= DIRECTIONS FOR THIS TASK =
Keep only the lines of the data below that contain "wearing", and copy them.

= DATA UNDER STUDY =
-- Opening Marker --

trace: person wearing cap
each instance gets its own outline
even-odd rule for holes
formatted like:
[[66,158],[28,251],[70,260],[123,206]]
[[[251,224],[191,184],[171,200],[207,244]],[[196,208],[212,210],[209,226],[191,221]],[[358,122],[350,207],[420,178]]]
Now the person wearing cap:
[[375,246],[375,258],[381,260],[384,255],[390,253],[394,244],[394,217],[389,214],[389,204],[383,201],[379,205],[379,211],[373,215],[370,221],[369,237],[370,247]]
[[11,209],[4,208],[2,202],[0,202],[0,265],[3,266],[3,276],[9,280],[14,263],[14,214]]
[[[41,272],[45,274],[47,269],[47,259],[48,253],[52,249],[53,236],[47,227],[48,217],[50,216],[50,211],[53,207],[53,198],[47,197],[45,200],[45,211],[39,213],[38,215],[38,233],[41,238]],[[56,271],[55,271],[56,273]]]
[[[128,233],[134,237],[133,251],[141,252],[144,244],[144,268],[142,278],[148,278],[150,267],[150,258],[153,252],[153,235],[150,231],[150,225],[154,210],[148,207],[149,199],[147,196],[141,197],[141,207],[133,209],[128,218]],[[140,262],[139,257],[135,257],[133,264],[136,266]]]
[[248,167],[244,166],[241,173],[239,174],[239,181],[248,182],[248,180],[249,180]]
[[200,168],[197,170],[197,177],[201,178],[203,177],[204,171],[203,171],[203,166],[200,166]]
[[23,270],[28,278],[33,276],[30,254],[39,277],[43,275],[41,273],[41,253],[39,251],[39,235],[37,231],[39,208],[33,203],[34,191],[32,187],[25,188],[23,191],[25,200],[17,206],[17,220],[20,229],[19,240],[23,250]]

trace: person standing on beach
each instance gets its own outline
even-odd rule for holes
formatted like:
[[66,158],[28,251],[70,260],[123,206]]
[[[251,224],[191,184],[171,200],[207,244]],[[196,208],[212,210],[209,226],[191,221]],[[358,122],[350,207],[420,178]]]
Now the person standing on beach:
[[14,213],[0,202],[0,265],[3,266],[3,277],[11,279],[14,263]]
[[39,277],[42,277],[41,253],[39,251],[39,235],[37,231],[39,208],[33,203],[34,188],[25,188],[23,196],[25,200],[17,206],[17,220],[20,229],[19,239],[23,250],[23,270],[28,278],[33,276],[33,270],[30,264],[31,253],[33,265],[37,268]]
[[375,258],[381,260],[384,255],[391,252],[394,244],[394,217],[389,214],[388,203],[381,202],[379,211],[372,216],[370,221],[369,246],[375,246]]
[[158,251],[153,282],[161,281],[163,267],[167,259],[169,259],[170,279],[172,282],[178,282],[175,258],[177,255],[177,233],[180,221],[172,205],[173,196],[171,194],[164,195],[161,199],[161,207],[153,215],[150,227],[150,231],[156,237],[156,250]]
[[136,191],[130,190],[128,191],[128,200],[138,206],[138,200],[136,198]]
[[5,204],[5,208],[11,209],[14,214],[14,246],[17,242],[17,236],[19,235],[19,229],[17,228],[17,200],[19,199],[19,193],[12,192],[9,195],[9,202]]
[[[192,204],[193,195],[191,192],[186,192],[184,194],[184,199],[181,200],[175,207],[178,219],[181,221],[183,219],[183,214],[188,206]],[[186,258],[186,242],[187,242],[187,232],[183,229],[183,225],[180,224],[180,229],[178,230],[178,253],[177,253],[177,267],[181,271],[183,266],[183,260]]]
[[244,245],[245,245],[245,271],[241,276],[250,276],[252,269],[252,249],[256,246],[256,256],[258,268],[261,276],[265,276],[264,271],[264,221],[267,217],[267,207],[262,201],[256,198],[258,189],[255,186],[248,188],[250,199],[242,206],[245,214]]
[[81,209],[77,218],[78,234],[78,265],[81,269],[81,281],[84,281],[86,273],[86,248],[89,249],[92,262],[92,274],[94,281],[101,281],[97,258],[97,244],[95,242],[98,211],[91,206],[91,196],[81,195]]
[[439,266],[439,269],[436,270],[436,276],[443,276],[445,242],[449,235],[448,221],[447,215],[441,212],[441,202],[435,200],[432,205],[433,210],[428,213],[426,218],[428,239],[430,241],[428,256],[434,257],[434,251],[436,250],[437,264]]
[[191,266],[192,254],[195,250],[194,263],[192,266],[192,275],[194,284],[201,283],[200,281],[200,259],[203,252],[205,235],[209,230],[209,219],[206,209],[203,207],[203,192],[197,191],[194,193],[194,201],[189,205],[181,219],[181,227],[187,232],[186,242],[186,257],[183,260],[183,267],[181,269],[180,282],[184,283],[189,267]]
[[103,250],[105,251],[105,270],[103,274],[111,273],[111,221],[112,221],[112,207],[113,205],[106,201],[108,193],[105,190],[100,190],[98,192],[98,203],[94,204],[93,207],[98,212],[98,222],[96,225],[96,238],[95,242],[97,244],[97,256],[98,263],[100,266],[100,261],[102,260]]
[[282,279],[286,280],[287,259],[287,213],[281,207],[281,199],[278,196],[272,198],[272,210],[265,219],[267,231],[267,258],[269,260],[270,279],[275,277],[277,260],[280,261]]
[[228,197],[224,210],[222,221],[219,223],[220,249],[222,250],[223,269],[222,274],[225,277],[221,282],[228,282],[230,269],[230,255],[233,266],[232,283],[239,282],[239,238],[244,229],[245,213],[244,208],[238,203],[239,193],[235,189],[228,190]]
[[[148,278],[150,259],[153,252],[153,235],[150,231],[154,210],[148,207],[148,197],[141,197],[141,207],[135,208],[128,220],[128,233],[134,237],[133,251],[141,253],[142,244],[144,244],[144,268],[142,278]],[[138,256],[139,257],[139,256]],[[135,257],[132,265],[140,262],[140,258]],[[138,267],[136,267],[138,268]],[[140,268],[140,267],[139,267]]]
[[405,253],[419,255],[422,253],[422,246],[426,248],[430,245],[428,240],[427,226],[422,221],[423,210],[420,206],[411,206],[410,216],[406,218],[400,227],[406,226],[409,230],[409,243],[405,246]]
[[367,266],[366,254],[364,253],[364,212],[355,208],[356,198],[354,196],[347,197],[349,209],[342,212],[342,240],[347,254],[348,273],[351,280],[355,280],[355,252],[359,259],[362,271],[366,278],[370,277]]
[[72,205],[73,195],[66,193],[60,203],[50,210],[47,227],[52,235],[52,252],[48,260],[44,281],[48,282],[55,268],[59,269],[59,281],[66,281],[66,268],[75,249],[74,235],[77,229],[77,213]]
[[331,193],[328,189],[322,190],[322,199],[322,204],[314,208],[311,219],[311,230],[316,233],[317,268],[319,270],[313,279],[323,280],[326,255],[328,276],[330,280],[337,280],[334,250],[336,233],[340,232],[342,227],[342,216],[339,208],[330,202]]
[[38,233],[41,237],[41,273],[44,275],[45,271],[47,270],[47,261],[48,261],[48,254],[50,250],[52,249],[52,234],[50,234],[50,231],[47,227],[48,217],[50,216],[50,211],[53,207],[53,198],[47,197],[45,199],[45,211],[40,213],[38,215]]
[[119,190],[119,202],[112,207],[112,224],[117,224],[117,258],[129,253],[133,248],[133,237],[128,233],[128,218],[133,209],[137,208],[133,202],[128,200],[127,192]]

-- Closing Marker --

= ANSWER FOR THE TASK =
trace: person wearing cap
Now the person wearing cap:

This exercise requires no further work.